WORK TO DO
Can you quote exactly the stretch of lines from the one with "of the bokeh" through the final line of the material, both ends included?

(Location identification entries)
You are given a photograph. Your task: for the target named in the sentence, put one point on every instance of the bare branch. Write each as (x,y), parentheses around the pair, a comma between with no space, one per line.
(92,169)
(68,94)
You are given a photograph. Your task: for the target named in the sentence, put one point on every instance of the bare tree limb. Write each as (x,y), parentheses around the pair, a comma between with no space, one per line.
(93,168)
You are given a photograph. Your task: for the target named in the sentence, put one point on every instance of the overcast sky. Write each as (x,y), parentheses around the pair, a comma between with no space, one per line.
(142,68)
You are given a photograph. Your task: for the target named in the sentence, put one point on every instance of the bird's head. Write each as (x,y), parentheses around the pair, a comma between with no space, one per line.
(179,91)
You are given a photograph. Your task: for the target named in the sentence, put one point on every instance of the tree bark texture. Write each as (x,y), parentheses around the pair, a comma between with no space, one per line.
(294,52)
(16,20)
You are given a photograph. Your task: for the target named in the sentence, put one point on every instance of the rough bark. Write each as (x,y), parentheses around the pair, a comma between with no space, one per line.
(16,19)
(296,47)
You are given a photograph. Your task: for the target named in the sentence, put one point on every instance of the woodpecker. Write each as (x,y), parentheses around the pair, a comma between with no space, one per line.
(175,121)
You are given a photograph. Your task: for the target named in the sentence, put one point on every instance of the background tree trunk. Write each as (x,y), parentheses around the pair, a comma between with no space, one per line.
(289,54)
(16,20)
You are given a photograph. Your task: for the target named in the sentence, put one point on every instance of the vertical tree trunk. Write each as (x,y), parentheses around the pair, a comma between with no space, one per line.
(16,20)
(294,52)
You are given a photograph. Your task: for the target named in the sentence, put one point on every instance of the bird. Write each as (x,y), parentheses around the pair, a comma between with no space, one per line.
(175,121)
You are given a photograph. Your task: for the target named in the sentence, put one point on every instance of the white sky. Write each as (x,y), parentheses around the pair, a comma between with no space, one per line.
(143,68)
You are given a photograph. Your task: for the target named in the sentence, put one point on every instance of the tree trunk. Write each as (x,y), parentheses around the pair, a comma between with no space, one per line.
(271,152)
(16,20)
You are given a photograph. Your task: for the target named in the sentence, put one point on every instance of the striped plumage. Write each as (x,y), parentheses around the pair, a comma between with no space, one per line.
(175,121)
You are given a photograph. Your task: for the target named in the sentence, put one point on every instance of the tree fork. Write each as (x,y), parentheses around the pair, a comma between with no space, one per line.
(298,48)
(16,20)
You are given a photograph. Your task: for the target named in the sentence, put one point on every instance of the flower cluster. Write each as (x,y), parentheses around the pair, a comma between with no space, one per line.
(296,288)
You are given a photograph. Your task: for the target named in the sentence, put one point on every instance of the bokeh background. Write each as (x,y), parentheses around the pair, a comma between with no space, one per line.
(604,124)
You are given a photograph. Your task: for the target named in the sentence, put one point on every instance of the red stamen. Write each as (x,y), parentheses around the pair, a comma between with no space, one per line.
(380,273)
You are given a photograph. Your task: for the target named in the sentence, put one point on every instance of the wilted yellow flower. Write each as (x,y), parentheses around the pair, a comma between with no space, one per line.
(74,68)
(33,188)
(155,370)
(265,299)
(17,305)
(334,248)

IN RESPONSE
You are given a photograph. Your task: for the target named in the sentence, put one point on every instance of the bokeh background. Write each as (x,y), parentheses around the pair, a comma between with no space, one per line.
(604,124)
You are given a photograph. Your task: for the target named in the sentence, put one point on every instance of the red stamen. Write each as (x,y), parentheses around the pair, a comma between with no space, one per line.
(380,273)
You are given a photograph. Your task: for the target named in the sentence, put one point on every instance of the wilted yellow flower. Write each as (x,y), parentheses around the pair, a comma between with no space, one per line.
(74,68)
(33,188)
(155,370)
(265,299)
(17,305)
(334,248)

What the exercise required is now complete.